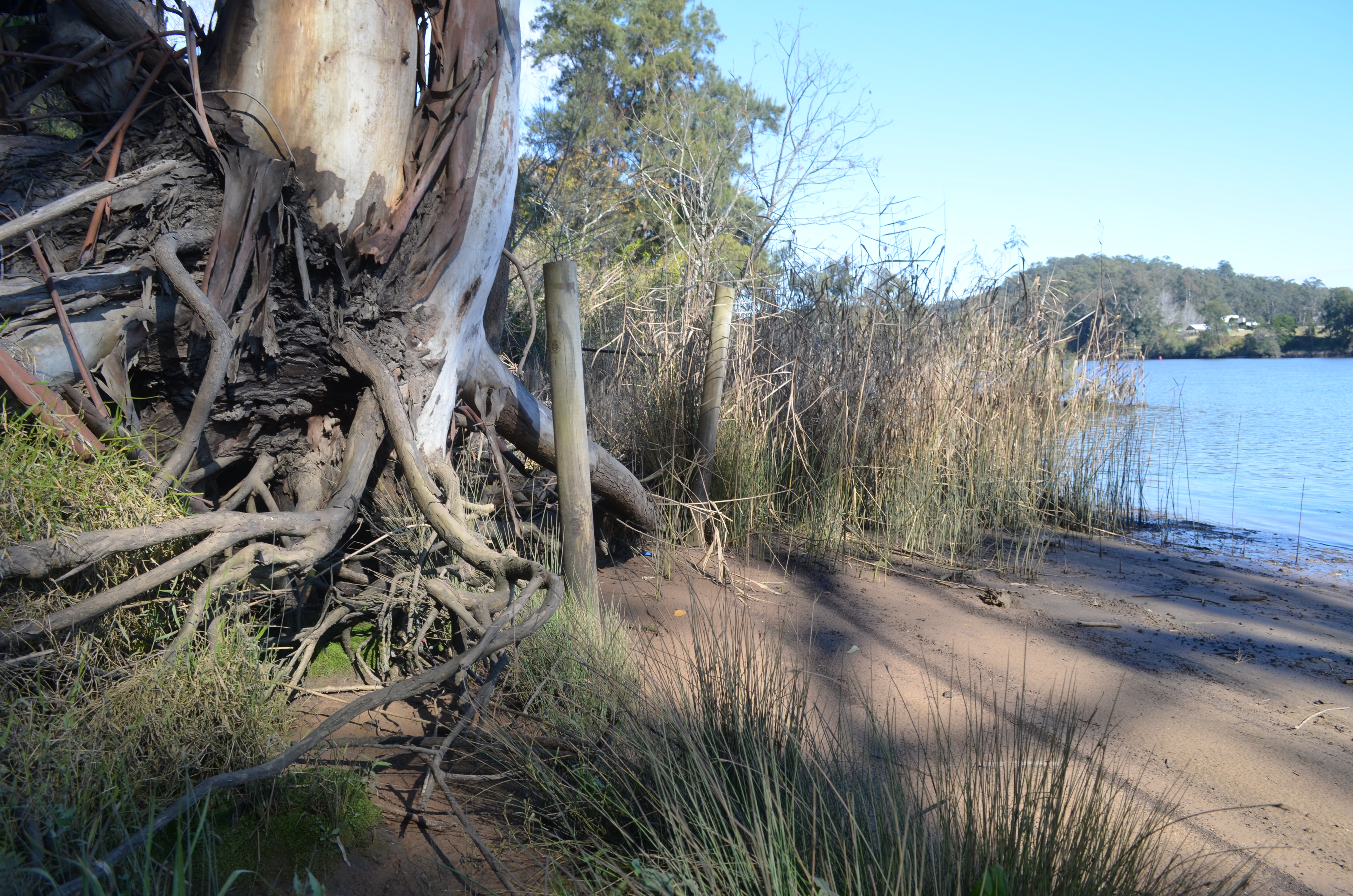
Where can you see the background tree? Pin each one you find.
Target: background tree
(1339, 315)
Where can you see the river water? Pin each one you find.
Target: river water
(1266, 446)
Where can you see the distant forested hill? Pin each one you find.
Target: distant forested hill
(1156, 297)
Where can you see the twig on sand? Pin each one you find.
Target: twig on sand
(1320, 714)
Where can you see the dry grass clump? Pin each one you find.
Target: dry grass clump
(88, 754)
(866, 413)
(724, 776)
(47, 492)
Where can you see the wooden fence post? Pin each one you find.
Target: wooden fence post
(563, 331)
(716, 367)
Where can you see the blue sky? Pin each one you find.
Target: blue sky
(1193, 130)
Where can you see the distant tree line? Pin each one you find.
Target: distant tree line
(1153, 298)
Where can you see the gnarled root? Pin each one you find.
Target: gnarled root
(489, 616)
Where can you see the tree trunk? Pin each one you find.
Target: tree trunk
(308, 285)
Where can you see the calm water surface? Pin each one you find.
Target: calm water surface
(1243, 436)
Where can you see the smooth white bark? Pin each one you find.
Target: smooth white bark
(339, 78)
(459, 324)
===
WHAT TO DO ->
Rewrite the records from the line with "Where can you see the dry" to the line with "(1153, 298)", swapping "clump" for "tuft" and leaving everything else unchanged.

TASK OUTPUT ->
Where can you see the dry grass tuft? Pin each one you find.
Target: dry grass tuft
(88, 754)
(866, 413)
(724, 776)
(47, 492)
Where can you see the wooden fence post? Pin each one you find.
Target: wooden fence post
(563, 331)
(716, 367)
Where can you see the blue sky? Pin each one you find.
Target: blue sky
(1193, 130)
Where can you see the distant tree line? Pin each one you find.
Target: distant tree line
(1153, 298)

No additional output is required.